#### [MATERIAL FOR THIS TASK]

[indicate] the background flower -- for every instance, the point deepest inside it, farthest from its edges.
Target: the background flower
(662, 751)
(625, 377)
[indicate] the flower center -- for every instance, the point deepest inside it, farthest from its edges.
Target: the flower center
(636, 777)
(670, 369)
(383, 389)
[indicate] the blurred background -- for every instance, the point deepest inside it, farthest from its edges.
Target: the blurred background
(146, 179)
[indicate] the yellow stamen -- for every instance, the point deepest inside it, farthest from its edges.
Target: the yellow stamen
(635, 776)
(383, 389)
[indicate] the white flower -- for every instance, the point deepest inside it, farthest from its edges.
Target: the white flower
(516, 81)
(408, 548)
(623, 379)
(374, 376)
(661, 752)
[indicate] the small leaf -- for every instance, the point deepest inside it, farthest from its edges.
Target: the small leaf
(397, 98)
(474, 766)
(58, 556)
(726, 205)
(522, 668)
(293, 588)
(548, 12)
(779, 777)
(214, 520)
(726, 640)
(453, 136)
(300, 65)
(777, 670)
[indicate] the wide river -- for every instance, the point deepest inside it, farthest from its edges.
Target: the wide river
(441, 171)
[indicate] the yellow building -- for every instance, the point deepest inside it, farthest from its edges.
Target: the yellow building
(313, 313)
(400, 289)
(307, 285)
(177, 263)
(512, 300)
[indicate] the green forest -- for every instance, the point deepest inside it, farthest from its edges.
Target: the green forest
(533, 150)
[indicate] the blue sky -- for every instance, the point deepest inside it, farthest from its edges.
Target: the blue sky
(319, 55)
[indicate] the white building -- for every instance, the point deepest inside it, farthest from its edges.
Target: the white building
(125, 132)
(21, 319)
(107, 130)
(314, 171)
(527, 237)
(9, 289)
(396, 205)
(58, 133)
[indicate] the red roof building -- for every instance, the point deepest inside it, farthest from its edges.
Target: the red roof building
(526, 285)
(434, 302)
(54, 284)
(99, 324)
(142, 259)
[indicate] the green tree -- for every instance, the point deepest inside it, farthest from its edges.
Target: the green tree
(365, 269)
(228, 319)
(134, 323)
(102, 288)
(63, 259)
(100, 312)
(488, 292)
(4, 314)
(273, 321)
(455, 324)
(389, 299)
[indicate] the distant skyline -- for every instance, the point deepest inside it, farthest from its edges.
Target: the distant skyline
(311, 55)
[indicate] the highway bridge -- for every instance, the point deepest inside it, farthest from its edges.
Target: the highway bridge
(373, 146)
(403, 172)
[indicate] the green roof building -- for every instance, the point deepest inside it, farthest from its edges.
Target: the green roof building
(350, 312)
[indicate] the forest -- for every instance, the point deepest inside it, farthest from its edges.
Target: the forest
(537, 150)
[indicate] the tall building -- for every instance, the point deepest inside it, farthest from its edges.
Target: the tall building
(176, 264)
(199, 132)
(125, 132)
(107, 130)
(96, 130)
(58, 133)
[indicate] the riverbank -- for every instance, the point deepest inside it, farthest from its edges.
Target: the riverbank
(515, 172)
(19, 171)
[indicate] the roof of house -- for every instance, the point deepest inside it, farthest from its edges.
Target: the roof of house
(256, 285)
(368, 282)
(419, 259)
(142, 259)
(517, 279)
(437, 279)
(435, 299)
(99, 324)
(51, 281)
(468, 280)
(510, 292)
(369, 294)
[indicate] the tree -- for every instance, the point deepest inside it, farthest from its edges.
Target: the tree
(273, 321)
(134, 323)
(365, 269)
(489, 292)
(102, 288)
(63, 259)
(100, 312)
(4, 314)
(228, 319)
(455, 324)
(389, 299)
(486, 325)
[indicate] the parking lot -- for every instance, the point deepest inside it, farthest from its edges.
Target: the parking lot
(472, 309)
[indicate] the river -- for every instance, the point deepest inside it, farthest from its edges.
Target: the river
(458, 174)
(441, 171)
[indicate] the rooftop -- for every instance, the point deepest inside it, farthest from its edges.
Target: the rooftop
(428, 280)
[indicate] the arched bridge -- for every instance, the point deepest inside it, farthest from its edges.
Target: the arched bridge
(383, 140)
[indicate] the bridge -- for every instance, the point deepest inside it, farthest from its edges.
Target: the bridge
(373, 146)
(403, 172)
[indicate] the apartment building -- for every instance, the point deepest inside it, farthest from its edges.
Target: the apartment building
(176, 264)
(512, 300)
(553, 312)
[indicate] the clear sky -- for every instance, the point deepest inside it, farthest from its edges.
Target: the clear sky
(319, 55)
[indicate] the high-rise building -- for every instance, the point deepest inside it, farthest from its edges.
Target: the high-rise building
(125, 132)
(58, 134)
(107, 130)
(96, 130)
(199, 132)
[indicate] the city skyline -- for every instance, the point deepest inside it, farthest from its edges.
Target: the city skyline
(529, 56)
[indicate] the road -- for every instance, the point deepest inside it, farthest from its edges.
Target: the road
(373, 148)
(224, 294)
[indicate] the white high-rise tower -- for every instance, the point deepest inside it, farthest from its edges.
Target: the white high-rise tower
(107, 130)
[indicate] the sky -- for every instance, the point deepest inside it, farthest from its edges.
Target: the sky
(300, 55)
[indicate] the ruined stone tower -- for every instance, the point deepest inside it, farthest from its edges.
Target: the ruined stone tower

#### [EXERCISE]
Look through the entries above. Copy each line in which the string "ruined" occurs.

#### [ANSWER TO THIS TASK]
[indicate] the ruined stone tower -- for every instance, the point deepest inside it, farthest from its edges.
Target: the ruined stone tower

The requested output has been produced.